> **The problem**:
Extract the text of the material below, beginning at its very start and stopping after the line that contains "positive clicks: (423, 449)", and copy those lines exactly. Leave the pictures out of your answer.

> **Material for the task**:
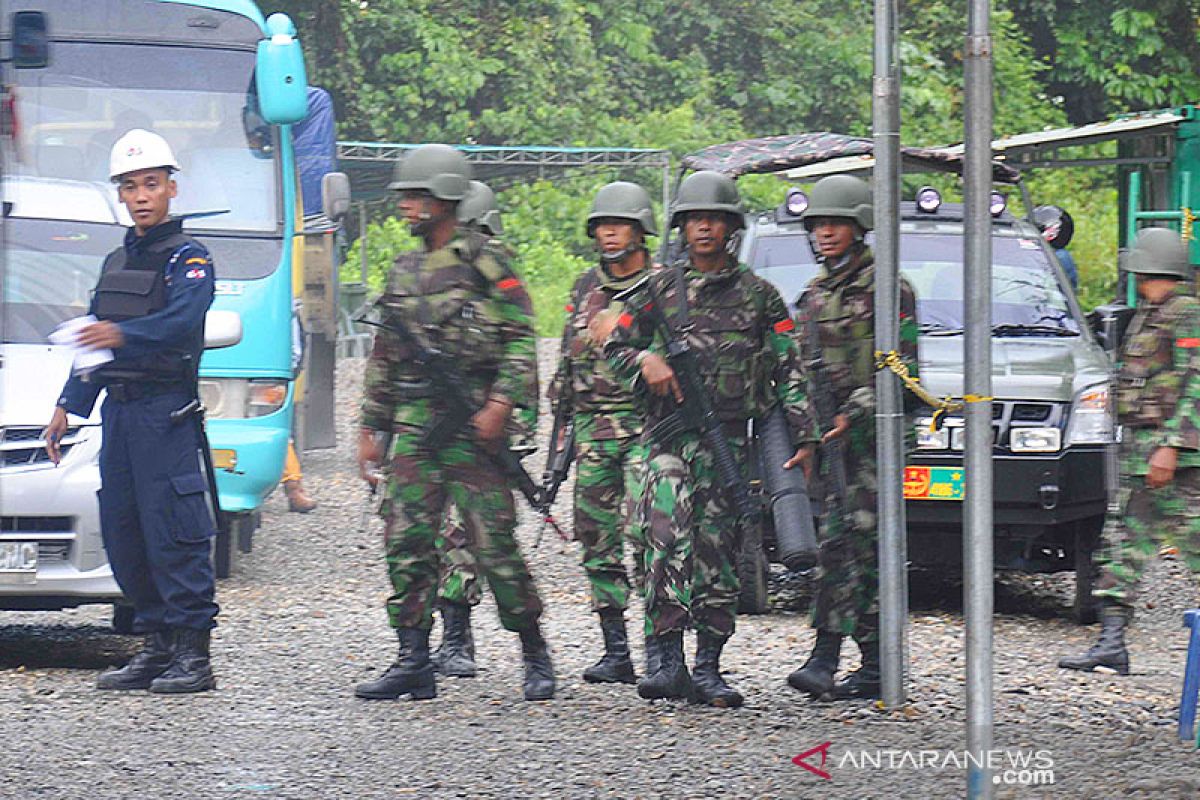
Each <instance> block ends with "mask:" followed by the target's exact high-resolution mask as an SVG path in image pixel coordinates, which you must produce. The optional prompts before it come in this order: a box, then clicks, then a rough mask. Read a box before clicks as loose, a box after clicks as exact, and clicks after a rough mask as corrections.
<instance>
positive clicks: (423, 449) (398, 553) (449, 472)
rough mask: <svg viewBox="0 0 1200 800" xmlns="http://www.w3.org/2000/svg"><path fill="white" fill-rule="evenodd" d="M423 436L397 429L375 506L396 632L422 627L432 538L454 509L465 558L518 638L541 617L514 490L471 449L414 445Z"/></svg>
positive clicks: (426, 606)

> **Exercise output**:
Each <instance> block ends with "mask:" followed by the target's exact high-resolution mask as an SVG path in image pixel coordinates, which you must produce. The optional prompts before it come in this order: a box, then clicks, then a rough mask. Read a box before clicks as loose, a box after clicks as exact, and clicks after a rough mask as corrections.
<instance>
positive clicks: (423, 449) (398, 553) (449, 472)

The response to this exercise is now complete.